»»

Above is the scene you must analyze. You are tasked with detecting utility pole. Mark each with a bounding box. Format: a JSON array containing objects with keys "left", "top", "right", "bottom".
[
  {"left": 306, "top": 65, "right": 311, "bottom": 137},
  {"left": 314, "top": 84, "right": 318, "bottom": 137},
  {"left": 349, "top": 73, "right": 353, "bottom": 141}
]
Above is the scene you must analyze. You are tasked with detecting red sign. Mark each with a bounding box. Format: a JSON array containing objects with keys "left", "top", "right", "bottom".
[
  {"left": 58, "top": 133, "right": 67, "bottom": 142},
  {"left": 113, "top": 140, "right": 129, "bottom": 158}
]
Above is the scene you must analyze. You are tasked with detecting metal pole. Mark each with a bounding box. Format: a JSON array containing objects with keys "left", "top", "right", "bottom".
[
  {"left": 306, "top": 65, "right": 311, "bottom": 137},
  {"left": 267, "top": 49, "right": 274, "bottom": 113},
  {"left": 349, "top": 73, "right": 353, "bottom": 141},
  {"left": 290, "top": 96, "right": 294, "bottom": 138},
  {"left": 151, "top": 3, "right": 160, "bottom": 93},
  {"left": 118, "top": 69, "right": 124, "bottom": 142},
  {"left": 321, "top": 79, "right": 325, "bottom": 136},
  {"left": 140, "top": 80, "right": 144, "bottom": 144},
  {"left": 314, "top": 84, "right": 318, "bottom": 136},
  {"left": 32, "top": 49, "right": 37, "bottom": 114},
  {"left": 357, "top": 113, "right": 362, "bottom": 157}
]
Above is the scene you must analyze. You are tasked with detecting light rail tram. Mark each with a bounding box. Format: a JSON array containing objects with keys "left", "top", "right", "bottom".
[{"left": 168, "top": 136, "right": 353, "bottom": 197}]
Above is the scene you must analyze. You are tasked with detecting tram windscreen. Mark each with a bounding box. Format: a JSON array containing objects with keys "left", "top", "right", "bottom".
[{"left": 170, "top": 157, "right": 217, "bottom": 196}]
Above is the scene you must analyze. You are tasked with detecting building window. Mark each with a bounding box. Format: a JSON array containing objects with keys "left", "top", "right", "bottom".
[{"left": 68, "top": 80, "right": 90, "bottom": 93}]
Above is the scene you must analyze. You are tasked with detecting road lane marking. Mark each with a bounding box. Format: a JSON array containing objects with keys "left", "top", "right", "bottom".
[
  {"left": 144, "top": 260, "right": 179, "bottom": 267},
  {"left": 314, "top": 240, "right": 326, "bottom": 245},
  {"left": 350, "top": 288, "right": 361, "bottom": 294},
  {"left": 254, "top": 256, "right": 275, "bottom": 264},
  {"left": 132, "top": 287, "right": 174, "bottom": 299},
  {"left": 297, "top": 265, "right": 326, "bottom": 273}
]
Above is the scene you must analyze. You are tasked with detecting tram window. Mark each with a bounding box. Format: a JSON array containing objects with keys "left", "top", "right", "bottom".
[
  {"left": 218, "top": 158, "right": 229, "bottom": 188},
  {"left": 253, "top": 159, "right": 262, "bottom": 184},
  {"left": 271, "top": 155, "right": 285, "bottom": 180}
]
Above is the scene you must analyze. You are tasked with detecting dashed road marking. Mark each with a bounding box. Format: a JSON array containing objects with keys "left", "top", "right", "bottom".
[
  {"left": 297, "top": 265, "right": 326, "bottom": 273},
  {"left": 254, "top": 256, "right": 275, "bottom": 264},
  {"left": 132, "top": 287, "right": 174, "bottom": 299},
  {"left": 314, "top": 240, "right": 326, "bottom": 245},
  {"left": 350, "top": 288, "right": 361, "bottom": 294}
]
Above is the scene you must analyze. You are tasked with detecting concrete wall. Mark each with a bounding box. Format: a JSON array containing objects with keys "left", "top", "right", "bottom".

««

- _Aim_
Reproduce every row above word for word, in the same order.

- _Solved problem_
Above is the scene you must analyze. You are tasked with detecting utility pole. Mark each with a bounding box. Format: a JSON array containing objects with keys "left", "top", "right", "bottom".
[
  {"left": 306, "top": 65, "right": 311, "bottom": 137},
  {"left": 314, "top": 84, "right": 318, "bottom": 137},
  {"left": 349, "top": 73, "right": 353, "bottom": 141}
]
Above is the scene you must analyze. You are tasked with detecting red sign. Mark each with a bounding box. Format: a JSON array containing objects with keys "left", "top", "right", "bottom".
[
  {"left": 58, "top": 133, "right": 67, "bottom": 142},
  {"left": 113, "top": 140, "right": 129, "bottom": 158}
]
Above is the scene you must analyze. You are tasked with detecting metal pole. Mark each with a bounding box. Format: a JSON array containing objects with keys "left", "top", "right", "bottom".
[
  {"left": 306, "top": 65, "right": 311, "bottom": 137},
  {"left": 267, "top": 49, "right": 274, "bottom": 113},
  {"left": 349, "top": 73, "right": 353, "bottom": 141},
  {"left": 290, "top": 96, "right": 294, "bottom": 138},
  {"left": 151, "top": 3, "right": 160, "bottom": 93},
  {"left": 118, "top": 69, "right": 124, "bottom": 142},
  {"left": 321, "top": 79, "right": 325, "bottom": 136},
  {"left": 140, "top": 80, "right": 144, "bottom": 144},
  {"left": 314, "top": 84, "right": 318, "bottom": 136},
  {"left": 32, "top": 49, "right": 37, "bottom": 114},
  {"left": 357, "top": 113, "right": 362, "bottom": 157}
]
Above is the scene you must analyze. You are tasked with detecting light rail tram. Mark each with a bounding box. Format: a JSON array containing objects with keys "left", "top", "right", "bottom".
[{"left": 168, "top": 136, "right": 353, "bottom": 197}]
Above is the scene you must analyze. You are tasked with detecting tram windscreen. Mark each with a bounding box. Format: a JSON array containing objects with keys "left", "top", "right", "bottom".
[{"left": 170, "top": 157, "right": 217, "bottom": 196}]
Above is the scene you must analyze. You are tasked with detecting building window. Mark each with a bounding box. Format: a JSON array containing objects with keys "left", "top", "right", "bottom".
[{"left": 68, "top": 80, "right": 90, "bottom": 93}]
Above is the scene you must analyze. You are tasked with detecting road lane marking. Mark each with a bounding box. Format: a JSON array containing objects with keys "left", "top", "right", "bottom".
[
  {"left": 144, "top": 260, "right": 179, "bottom": 267},
  {"left": 314, "top": 240, "right": 326, "bottom": 245},
  {"left": 350, "top": 288, "right": 361, "bottom": 294},
  {"left": 254, "top": 256, "right": 275, "bottom": 264},
  {"left": 132, "top": 287, "right": 174, "bottom": 299},
  {"left": 297, "top": 265, "right": 326, "bottom": 273}
]
Above is the scene you must analyze. You are tasked with detecting tram window. Mark each with a bounding box. Format: a JSON array containing objects with keys "left", "top", "right", "bottom".
[
  {"left": 218, "top": 158, "right": 229, "bottom": 188},
  {"left": 253, "top": 159, "right": 262, "bottom": 184},
  {"left": 271, "top": 155, "right": 285, "bottom": 180}
]
Above is the scene you must analyze. You are tasked with detecting dashed road marking. Mark each with a bounding box. Format: a JSON array containing objects with keys "left", "top", "right", "bottom".
[
  {"left": 297, "top": 265, "right": 326, "bottom": 273},
  {"left": 254, "top": 256, "right": 275, "bottom": 264},
  {"left": 132, "top": 287, "right": 174, "bottom": 299},
  {"left": 314, "top": 240, "right": 326, "bottom": 245},
  {"left": 350, "top": 288, "right": 361, "bottom": 294}
]
Above is the scene you must analyze. You are tasked with detecting concrete wall. Mark each with a bounding box. Format: a JSON array containing objects with keys "left", "top", "right", "bottom".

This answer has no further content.